**TÂCHES À RÉALISER**.
1. Dans l'entretien sur l'autoédition, à quelle époque se déroulera la prochaine romance annoncée ?
2. D'après l'entretien sur l'autoédition, pourquoi le fait d'être basée en Suisse est-il un handicap ? Répondez en une à trois phrases.
3. Poursuivez l'entretien sur l'autoédition après sa dernière phrase.

**TEXTE DE L'EXERCICE**.
══════════

Je préfère dire que ce sont les histoires qui me trouvent plutôt que l’inverse. J’ai eu cette idée de roman qui est de la fantasy, les autres qui me sont venues sont du genre historique. Peut-être qu’un jour j’écrirais de la science-fiction, je ne sais pas.

Sur quels genres vont porter tes prochains projets ?

Les idées du moment appartiennent surtout au roman historique. La prochaine sera une romance durant la Première Guerre mondiale, j’ai aussi un projet en grandes lignes sur la chute de l’Empire romain.

Une bonne partie des salons et des éditeurs spécialisés dans les littératures de l’imaginaire sont en France ou en Belgique. Est-ce un handicap d’être basée en Suisse ?

En quelque sorte, oui. Je trouve la Suisse un peu fâchée concernant la mise à disposition des informations sur internet. Il n’est pas évident de trouver un salon et encore moins de connaitre les conditions pour s’inscrire en tant qu’auteur. De plus, la question de la langue ampute géographiquement le lectorat suisse potentiel. Il faut aller dans des salons de pays voisins et ce qui engendre des frais supplémentaires (hôtels, essence, etc.)

L’autoédition, dans ton cas, est-ce une volonté ou as-tu tenté d’approcher des éditeurs avec ton manuscrit ?

Dans un premier temps, j’ai envoyé mon manuscrit à plusieurs maisons et ai même signé un contrat. Mais la maison d’édition a fermé et j’ai récupéré mes droits. J’aurais pu continuer à démarcher, mais j’ai décidé de m’autoéditer pour essayer de voir ce que j’arrivais à faire.

Et qu’est-ce que tu es arrivée à faire? Tu es satisfaite de ta démarche?

S’auto-éditer n’est pas une question de facilité, bien au contraire. Il faut pouvoir présenter un livre qui a tout d’un édité, en ayant tout fait tout seul. La première fois, plusieurs fautes m’avaient échappé. J’ai dû rééditer le tome un mois après pour corriger mon erreur. Il faut aussi se renseigner sur la législation, la communication ou les canaux de distribution. Pour réussir sa démarche, il faut aussi reconnaitre ses propres limites. Dans mon cas, après avoir tenté de faire moi-même la couverture, je me suis rendu compte qu’il fallait que je passe par un professionnel pour qu’elle ressemble à ce que je voulais.

══════════

**BLOC DE DONNÉES**.
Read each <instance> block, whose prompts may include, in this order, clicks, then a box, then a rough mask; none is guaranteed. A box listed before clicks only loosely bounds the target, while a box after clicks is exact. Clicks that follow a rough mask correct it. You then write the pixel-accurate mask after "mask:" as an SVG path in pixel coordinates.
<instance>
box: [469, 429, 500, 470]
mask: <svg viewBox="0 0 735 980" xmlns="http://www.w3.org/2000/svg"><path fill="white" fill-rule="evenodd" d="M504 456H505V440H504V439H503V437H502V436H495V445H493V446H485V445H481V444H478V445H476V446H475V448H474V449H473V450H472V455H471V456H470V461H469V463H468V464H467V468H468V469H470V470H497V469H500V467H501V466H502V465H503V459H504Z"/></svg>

══════════

**RÉPONSES À L'EXERCICE**.
1. Pendant la Première Guerre mondiale.

2. Les informations sont difficiles à trouver sur internet : il n'est pas évident de repérer un salon, et encore moins de connaître les conditions d'inscription en tant qu'auteur. De plus, la langue limite géographiquement le lectorat suisse potentiel. Il faut donc se rendre dans des salons de pays voisins, ce qui entraîne des frais supplémentaires comme l'hôtel et l'essence.

3.
Aujourd’hui, je suis assez fière de m’être lancée dans cette aventure. Mes ventes dépassent largement le cercle de mes connaissances, ce qui me montre que je suis sur la bonne voie. En revanche, je ne suis pas à l’aise dans la promotion active ni dans le démarchage de librairies, là où une maison d’édition serait sans doute plus présente sur ce plan.

Existe-t-il des astuces pour écrire lorsque l’on est mère de famille ?

Profiter des siestes des enfants, et avoir un super mari qui comprend que ce soir on préfère écrire. Il faut trouver du temps par-ci par-là, ce qui n’est pas évident. Si je ne suis pas trop fatiguée, j’essaie de m’y mettre le soir, mais je n’y arrive pas toujours.

Au-delà de ça, un conseil, une suggestion à ceux qui te lisent et qui ont envie d’écrire?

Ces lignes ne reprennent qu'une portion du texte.